Exercise goal
I would like you to restate each record word for word.

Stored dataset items
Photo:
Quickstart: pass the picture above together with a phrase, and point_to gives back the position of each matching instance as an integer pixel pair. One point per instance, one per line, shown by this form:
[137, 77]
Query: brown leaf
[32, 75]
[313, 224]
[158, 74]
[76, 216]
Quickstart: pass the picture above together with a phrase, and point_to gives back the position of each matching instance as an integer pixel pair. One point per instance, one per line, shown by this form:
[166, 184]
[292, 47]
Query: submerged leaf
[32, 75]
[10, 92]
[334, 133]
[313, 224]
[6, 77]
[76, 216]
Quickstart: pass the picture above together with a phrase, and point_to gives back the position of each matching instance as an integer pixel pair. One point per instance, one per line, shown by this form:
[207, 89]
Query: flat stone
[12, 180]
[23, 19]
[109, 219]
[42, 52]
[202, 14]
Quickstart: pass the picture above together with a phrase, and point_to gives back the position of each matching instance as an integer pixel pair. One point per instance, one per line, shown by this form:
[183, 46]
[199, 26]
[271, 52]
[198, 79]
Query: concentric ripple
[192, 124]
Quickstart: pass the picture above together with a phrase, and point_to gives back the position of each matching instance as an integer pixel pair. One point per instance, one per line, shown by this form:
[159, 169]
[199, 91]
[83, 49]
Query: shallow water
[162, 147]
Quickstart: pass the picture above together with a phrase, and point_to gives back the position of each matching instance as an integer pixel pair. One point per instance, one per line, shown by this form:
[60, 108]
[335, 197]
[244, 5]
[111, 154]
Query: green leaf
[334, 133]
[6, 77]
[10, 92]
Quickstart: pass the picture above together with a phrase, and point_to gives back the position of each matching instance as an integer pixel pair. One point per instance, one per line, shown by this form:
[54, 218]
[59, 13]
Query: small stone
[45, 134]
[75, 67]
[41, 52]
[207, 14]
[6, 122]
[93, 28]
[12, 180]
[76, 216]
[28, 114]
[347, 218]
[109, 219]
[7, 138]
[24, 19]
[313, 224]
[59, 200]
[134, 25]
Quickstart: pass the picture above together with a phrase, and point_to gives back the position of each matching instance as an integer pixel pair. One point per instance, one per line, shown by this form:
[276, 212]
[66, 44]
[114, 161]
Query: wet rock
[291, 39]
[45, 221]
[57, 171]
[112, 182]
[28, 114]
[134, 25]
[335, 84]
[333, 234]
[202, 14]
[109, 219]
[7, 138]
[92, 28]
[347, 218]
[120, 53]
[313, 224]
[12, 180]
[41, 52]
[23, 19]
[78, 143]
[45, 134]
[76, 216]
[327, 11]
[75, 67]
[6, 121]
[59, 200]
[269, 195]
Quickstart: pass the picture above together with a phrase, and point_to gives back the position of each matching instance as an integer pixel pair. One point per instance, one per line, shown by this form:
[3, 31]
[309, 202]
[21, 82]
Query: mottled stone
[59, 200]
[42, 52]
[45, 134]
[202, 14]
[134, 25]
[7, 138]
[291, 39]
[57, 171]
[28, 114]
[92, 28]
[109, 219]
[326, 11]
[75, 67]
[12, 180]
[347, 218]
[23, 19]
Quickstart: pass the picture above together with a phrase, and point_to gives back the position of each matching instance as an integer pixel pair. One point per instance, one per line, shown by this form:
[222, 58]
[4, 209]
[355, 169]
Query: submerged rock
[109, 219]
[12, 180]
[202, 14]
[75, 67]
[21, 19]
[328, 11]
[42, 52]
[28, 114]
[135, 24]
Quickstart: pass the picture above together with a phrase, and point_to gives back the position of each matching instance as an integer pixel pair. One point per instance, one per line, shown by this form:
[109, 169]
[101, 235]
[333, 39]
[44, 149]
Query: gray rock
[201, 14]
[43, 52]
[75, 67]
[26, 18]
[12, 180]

Your solution
Photo:
Quickstart: pass the picture above together with a phrase, and point_to gives back the position of each matching instance as an integer pixel pair. One point per instance, one per line, shown by this form:
[137, 77]
Query: brown leaf
[32, 75]
[313, 224]
[158, 74]
[76, 216]
Quickstart: pass the picture above together with a phrase, and point_to gives back the position of each matching instance as an integer pixel pair. One point per instance, one per line, shown by this form:
[166, 184]
[292, 47]
Query: submerged leaf
[32, 75]
[10, 92]
[334, 133]
[313, 224]
[6, 77]
[76, 216]
Quickstart: pass the picture above together with a phrase, and point_to gives back the position of each matching instance as an integer pixel pair. One point per instance, one per line, shown by this form:
[207, 89]
Query: flat stone
[12, 180]
[23, 19]
[109, 219]
[42, 52]
[202, 14]
Quickstart: pass the picture above together with a phrase, and point_to gives back the position of each matching instance as an integer pixel pair. One point per instance, one per line, shown by this form:
[183, 46]
[199, 26]
[271, 52]
[198, 79]
Query: concentric ripple
[192, 124]
Quickstart: pass the picture above together with a phrase, and point_to gives back the position of each matching instance as an integer pixel pair. One point per instance, one per line, shown by this form:
[159, 169]
[199, 91]
[83, 49]
Query: shallow water
[162, 147]
Quickstart: pass the picture above together with a phrase, and point_to gives back the position of each matching instance as an integer pixel pair. One point per instance, one per line, shown by this form:
[60, 108]
[335, 197]
[244, 5]
[111, 154]
Query: green leaf
[334, 133]
[6, 77]
[10, 92]
Quickstart: pass the picture above together with a phrase, and point_to gives back the position of each matching instance as an integer pixel pair. One point per instance, one per line, shown by this form:
[54, 218]
[59, 13]
Query: small stone
[45, 134]
[75, 67]
[41, 52]
[207, 14]
[6, 122]
[93, 28]
[12, 180]
[76, 216]
[28, 114]
[347, 218]
[109, 219]
[7, 138]
[24, 19]
[313, 224]
[59, 200]
[134, 25]
Quickstart: pass the picture above together with a phrase, and point_to gives back the position of each matching instance as an integer pixel pair. One point per instance, one per line, shown by this form:
[276, 212]
[66, 44]
[114, 161]
Query: wet rock
[291, 39]
[45, 221]
[57, 171]
[112, 182]
[28, 114]
[134, 25]
[335, 84]
[333, 234]
[202, 14]
[109, 219]
[7, 138]
[92, 28]
[347, 218]
[120, 53]
[313, 224]
[12, 180]
[41, 52]
[23, 19]
[78, 143]
[45, 134]
[76, 216]
[327, 11]
[75, 67]
[6, 121]
[59, 200]
[269, 195]
Quickstart: pass the picture above together with a phrase, and point_to gives back the position of each matching instance as an integer pixel pair. One point per instance, one per line, shown by this form:
[3, 31]
[309, 202]
[21, 82]
Query: mottled stone
[59, 200]
[42, 52]
[45, 134]
[202, 14]
[134, 25]
[7, 138]
[291, 39]
[57, 171]
[28, 114]
[92, 28]
[109, 219]
[326, 11]
[75, 67]
[12, 180]
[347, 218]
[23, 19]
Quickstart: pass the picture above together with a phrase, and point_to gives back the position of each matching instance as an integer pixel pair. One point per instance, one per line, shown by this form:
[222, 58]
[4, 209]
[355, 169]
Query: submerged rock
[109, 219]
[12, 180]
[202, 14]
[75, 67]
[21, 19]
[328, 11]
[42, 52]
[28, 114]
[135, 24]
Quickstart: pass the picture above together with a phrase, and point_to gives back the position of each matching instance as an integer pixel pair. One point per instance, one per line, shown by this form:
[109, 169]
[101, 235]
[333, 39]
[44, 149]
Query: gray rock
[201, 14]
[43, 52]
[75, 67]
[26, 18]
[12, 180]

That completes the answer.